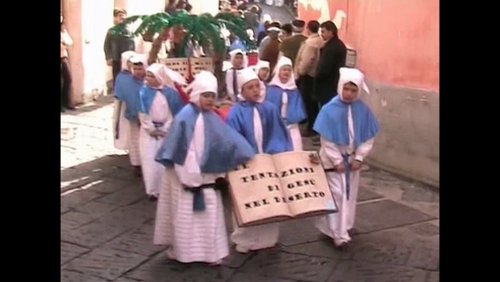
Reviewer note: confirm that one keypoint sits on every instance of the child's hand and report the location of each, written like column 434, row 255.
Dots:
column 314, row 158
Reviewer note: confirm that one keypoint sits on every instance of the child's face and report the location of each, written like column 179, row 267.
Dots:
column 138, row 71
column 151, row 80
column 207, row 101
column 238, row 61
column 251, row 91
column 349, row 92
column 285, row 73
column 263, row 73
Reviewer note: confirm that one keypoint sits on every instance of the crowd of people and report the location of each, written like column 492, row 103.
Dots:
column 183, row 146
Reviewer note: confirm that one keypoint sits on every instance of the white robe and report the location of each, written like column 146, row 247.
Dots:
column 121, row 142
column 336, row 225
column 133, row 143
column 229, row 84
column 152, row 171
column 192, row 236
column 259, row 236
column 293, row 129
column 128, row 138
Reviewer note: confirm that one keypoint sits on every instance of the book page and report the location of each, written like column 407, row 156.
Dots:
column 304, row 184
column 256, row 192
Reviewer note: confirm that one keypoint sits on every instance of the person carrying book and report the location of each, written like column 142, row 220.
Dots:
column 347, row 128
column 197, row 153
column 261, row 125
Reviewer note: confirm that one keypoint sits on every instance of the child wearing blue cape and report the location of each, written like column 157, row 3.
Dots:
column 198, row 152
column 159, row 103
column 261, row 125
column 347, row 128
column 127, row 89
column 283, row 93
column 120, row 125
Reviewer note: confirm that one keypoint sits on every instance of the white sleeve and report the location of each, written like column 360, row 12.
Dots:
column 363, row 150
column 332, row 151
column 146, row 122
column 66, row 39
column 189, row 173
column 170, row 120
column 229, row 84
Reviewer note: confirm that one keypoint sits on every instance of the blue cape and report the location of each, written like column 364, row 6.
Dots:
column 147, row 95
column 331, row 122
column 127, row 90
column 224, row 148
column 295, row 112
column 275, row 134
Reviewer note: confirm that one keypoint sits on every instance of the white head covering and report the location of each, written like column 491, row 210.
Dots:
column 351, row 75
column 175, row 76
column 262, row 64
column 250, row 34
column 266, row 18
column 290, row 84
column 233, row 53
column 139, row 58
column 125, row 58
column 158, row 70
column 274, row 29
column 203, row 82
column 245, row 75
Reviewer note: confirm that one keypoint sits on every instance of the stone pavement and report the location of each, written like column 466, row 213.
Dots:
column 107, row 224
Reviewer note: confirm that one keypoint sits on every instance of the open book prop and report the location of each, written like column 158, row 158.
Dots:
column 272, row 188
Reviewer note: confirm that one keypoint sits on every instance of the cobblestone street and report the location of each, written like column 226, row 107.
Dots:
column 107, row 224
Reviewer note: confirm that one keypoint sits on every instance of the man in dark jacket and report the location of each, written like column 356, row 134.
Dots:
column 331, row 59
column 115, row 44
column 290, row 46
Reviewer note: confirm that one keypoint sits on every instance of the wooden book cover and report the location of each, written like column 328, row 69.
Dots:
column 272, row 188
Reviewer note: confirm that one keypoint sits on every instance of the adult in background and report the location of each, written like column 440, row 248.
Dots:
column 331, row 59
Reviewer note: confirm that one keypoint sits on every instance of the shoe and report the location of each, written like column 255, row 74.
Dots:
column 137, row 171
column 242, row 250
column 341, row 246
column 309, row 133
column 217, row 263
column 352, row 232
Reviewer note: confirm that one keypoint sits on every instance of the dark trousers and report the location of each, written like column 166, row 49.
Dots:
column 116, row 68
column 306, row 87
column 65, row 84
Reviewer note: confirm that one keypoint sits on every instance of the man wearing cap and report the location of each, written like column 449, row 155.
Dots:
column 291, row 45
column 274, row 28
column 261, row 125
column 239, row 61
column 331, row 59
column 305, row 66
column 116, row 44
column 272, row 49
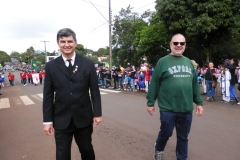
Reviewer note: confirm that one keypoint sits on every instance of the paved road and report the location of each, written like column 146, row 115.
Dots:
column 126, row 133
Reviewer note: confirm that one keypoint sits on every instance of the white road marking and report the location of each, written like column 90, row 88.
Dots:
column 106, row 90
column 4, row 103
column 26, row 100
column 36, row 97
column 40, row 95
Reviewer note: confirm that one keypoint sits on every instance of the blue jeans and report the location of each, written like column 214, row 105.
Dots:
column 120, row 82
column 182, row 122
column 101, row 79
column 210, row 89
column 133, row 83
column 232, row 92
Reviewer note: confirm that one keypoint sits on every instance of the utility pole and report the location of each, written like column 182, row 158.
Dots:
column 110, row 36
column 45, row 50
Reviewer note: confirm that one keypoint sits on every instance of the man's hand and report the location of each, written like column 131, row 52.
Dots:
column 48, row 129
column 199, row 110
column 97, row 120
column 151, row 110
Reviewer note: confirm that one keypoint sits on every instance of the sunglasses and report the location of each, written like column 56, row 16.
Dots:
column 181, row 43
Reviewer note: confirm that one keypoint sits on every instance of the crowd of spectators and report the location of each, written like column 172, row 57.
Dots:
column 226, row 76
column 128, row 78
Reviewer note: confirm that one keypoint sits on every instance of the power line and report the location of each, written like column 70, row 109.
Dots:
column 98, row 10
column 144, row 6
column 95, row 4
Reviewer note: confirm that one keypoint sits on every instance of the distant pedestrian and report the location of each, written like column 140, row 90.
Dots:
column 232, row 68
column 224, row 80
column 11, row 78
column 1, row 82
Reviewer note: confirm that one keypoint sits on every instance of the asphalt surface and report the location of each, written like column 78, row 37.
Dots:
column 127, row 132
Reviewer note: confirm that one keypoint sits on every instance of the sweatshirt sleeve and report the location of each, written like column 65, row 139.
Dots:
column 153, row 88
column 196, row 91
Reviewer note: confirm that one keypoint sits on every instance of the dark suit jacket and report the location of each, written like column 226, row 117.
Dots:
column 71, row 99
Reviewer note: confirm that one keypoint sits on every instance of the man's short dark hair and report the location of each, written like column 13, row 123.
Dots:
column 178, row 34
column 66, row 32
column 224, row 56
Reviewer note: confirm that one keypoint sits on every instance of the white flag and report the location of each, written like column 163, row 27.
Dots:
column 35, row 77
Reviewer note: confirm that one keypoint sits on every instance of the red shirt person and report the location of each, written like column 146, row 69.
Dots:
column 11, row 79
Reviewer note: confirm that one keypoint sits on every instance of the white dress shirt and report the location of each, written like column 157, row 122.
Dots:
column 67, row 64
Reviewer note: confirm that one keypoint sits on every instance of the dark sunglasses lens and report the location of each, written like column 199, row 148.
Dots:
column 176, row 43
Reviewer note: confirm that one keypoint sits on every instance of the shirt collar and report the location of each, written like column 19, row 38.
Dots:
column 72, row 61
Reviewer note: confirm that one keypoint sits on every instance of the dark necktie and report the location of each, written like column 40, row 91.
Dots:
column 70, row 66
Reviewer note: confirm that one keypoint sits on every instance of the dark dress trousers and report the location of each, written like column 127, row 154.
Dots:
column 66, row 97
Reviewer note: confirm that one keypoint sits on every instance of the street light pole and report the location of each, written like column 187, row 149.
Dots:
column 45, row 50
column 110, row 36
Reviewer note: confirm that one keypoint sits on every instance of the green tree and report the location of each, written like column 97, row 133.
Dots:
column 126, row 24
column 4, row 57
column 40, row 58
column 15, row 55
column 31, row 54
column 80, row 49
column 103, row 51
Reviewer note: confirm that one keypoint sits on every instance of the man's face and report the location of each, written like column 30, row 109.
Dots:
column 178, row 45
column 67, row 45
column 210, row 65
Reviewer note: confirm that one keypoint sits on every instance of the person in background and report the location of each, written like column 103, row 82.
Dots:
column 175, row 86
column 11, row 78
column 210, row 77
column 40, row 76
column 194, row 65
column 132, row 76
column 29, row 76
column 147, row 75
column 24, row 77
column 232, row 69
column 3, row 76
column 108, row 78
column 1, row 82
column 224, row 80
column 115, row 77
column 203, row 75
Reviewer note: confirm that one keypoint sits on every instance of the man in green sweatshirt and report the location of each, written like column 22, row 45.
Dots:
column 175, row 86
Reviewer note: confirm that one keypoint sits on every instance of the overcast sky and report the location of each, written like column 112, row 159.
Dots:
column 25, row 23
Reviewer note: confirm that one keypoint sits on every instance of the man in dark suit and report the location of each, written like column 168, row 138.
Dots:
column 67, row 106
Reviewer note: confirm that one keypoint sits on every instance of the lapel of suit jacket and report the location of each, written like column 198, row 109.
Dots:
column 61, row 64
column 77, row 65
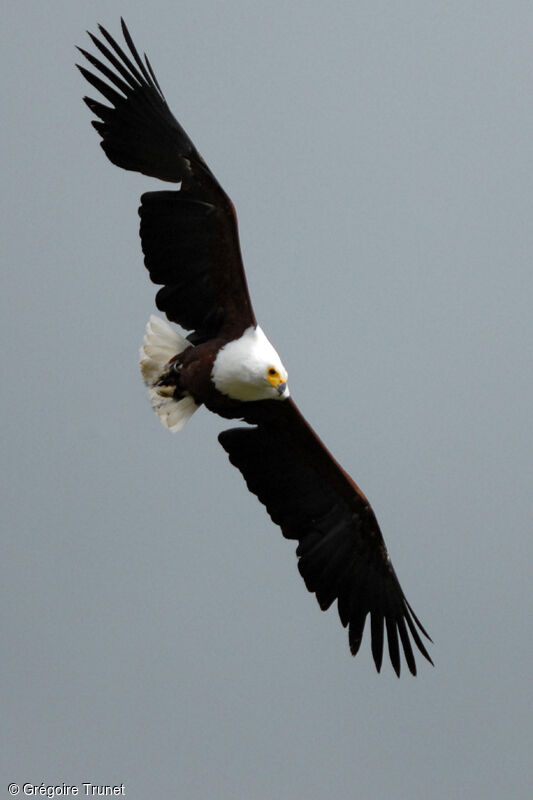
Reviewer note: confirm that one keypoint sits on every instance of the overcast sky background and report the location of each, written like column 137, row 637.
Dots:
column 156, row 631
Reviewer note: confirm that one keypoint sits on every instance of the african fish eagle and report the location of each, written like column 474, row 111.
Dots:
column 191, row 247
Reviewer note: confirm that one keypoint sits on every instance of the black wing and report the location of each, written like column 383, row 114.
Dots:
column 189, row 237
column 342, row 555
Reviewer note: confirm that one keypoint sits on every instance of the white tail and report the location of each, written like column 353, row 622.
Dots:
column 161, row 344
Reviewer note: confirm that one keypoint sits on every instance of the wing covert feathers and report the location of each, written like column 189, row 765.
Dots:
column 341, row 552
column 191, row 247
column 189, row 237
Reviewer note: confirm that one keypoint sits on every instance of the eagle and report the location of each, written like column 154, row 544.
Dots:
column 226, row 363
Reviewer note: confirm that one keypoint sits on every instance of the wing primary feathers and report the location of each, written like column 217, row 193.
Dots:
column 133, row 50
column 341, row 553
column 191, row 247
column 197, row 261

..........

ABOUT THIS EXERCISE: Would you copy each line of the records that contains "dress"?

FINISHED TASK:
Reviewer note: confirm that one keypoint sits on every instance of the white dress shirt and report the location of each, written like column 157, row 122.
Reviewer note: confirm that one keypoint sits on every instance of the dark dress trousers and report the location of each, written like column 127, row 154.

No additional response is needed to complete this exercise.